Record excerpts start

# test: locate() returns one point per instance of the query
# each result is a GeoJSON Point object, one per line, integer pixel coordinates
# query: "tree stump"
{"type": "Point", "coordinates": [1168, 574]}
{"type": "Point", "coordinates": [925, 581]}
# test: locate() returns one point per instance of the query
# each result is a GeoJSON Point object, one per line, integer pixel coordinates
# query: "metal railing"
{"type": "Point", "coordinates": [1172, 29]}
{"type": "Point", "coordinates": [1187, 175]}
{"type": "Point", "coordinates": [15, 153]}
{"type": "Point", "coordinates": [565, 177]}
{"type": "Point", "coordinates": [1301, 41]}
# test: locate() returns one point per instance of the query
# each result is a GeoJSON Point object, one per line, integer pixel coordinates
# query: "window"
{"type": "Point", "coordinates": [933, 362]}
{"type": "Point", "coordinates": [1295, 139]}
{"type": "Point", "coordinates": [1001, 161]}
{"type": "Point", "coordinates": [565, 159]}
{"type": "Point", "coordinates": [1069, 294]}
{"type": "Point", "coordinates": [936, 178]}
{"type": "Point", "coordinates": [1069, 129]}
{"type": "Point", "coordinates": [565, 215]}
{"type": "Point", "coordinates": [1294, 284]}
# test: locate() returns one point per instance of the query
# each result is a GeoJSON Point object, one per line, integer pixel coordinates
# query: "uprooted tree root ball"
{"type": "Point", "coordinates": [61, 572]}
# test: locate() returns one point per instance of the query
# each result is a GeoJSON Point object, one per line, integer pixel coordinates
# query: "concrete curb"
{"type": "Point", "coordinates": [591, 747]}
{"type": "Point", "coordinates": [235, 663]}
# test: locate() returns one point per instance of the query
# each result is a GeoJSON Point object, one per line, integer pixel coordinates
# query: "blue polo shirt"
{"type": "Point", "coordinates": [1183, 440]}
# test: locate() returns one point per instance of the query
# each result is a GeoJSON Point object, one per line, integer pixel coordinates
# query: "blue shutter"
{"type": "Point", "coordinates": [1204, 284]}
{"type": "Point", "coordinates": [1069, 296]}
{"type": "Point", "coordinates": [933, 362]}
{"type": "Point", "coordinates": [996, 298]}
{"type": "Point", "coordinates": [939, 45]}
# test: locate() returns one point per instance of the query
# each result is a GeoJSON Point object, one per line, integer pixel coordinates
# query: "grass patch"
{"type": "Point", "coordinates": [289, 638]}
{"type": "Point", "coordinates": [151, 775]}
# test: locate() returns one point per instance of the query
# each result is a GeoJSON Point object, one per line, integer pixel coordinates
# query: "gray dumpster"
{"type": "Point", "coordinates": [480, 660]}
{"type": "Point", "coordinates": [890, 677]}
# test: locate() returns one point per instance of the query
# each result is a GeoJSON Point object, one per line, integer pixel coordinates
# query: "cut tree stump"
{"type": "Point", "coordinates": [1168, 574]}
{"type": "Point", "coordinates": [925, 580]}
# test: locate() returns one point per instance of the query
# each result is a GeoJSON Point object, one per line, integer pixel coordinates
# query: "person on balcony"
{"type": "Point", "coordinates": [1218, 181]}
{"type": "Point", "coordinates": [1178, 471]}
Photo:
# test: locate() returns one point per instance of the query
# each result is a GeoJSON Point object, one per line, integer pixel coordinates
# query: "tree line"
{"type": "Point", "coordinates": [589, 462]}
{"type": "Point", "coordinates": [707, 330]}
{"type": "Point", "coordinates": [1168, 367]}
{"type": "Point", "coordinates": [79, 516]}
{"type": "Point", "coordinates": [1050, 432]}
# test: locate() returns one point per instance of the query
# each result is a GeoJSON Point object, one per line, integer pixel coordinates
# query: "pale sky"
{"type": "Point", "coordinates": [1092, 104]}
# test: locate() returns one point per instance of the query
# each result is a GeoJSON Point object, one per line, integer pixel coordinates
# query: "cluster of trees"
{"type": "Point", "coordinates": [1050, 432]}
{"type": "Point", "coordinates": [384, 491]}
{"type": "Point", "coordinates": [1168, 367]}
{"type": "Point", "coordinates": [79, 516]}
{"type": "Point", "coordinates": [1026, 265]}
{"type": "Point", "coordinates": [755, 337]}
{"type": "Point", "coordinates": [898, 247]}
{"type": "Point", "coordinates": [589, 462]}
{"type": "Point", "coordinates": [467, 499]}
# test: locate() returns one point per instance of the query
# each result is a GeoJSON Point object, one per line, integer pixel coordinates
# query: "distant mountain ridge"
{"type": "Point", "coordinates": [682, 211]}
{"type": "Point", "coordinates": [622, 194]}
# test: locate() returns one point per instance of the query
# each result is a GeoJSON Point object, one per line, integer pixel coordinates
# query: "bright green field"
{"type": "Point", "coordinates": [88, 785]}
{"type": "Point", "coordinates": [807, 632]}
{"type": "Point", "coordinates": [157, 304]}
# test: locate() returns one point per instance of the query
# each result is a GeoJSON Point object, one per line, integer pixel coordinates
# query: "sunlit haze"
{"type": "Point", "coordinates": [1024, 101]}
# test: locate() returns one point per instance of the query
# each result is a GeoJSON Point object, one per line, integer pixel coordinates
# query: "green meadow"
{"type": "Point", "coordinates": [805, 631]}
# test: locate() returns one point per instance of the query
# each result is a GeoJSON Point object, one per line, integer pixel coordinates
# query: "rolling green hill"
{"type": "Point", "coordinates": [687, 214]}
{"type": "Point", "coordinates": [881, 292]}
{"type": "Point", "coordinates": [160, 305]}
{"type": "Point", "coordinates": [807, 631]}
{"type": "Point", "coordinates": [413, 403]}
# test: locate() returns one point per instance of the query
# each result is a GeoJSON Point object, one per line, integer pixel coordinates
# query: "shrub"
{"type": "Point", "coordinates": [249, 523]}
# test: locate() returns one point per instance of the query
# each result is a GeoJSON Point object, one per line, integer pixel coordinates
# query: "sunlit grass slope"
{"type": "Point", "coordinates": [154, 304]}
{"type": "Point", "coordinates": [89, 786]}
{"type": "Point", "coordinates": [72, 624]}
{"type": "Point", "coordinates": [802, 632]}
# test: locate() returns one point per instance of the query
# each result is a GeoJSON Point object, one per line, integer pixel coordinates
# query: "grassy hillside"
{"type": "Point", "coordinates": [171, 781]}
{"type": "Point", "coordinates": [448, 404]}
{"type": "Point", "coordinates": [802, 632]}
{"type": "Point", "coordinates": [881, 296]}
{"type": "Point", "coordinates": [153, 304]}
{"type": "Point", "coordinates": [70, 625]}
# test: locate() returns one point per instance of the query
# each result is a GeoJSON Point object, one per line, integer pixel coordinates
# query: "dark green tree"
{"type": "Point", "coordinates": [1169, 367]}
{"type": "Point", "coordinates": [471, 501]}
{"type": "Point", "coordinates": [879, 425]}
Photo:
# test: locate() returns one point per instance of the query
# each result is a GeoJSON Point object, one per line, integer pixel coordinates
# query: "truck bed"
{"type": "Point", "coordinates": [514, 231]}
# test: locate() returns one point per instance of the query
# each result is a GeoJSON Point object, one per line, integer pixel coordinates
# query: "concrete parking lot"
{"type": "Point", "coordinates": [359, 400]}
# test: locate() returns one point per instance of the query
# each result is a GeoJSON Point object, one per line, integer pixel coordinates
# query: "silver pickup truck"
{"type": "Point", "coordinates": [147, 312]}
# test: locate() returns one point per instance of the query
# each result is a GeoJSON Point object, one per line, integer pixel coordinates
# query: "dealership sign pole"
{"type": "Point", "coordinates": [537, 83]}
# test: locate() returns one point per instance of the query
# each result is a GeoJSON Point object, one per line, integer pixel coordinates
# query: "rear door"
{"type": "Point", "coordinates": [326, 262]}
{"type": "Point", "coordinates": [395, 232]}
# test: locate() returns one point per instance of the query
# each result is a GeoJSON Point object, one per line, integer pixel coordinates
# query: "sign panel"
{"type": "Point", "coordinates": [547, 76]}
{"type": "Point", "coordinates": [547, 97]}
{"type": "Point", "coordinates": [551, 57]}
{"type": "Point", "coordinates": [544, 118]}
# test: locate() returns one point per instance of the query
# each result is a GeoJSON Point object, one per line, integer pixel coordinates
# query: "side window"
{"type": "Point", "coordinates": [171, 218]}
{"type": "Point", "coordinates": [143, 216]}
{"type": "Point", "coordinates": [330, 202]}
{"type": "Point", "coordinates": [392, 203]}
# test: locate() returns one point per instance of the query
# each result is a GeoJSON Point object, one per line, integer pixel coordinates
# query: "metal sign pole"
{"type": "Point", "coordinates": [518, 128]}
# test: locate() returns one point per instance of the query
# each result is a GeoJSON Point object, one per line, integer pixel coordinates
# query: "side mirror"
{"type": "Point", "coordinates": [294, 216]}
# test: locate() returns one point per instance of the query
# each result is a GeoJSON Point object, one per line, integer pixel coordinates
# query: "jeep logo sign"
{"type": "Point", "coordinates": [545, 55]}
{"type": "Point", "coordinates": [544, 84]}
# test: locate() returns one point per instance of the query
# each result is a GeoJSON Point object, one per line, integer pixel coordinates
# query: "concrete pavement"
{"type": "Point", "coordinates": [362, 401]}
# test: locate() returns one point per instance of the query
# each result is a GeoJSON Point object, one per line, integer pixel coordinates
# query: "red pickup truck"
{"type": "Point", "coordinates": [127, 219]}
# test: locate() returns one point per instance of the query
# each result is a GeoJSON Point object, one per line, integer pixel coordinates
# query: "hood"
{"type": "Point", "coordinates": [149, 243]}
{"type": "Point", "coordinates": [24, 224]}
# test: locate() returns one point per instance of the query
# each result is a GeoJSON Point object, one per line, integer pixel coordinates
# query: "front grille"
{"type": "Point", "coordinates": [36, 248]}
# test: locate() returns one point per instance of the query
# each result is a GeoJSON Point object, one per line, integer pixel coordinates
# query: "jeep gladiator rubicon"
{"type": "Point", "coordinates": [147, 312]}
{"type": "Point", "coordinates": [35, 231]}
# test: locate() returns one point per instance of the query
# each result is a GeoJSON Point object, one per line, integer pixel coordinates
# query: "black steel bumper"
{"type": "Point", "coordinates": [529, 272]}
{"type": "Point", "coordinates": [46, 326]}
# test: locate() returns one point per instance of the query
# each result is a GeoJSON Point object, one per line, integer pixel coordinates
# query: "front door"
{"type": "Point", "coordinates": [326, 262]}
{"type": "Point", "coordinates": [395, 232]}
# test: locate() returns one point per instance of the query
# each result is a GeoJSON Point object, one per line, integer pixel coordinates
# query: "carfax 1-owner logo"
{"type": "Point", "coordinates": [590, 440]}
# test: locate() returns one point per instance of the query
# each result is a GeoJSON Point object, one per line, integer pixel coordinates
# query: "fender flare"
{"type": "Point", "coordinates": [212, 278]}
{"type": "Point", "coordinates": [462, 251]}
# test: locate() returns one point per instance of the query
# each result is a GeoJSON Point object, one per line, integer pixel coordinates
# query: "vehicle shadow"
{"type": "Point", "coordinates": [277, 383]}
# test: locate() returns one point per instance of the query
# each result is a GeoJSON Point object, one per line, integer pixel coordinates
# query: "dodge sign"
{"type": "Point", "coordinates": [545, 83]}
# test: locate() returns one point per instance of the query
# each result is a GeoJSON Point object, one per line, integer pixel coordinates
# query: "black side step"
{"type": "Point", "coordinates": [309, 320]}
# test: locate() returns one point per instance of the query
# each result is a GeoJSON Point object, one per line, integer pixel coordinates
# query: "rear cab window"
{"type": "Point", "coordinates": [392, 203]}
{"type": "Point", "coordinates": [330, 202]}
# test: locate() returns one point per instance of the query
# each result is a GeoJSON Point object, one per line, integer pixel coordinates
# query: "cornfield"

Record excerpts end

**Request**
Select each line of the material above that contains the string "sign", matching case exactly.

**Exercise output**
# query: "dealership sign pole"
# query: "sign panel"
# query: "metal sign pole"
# query: "jeep logo sign"
# query: "dodge sign"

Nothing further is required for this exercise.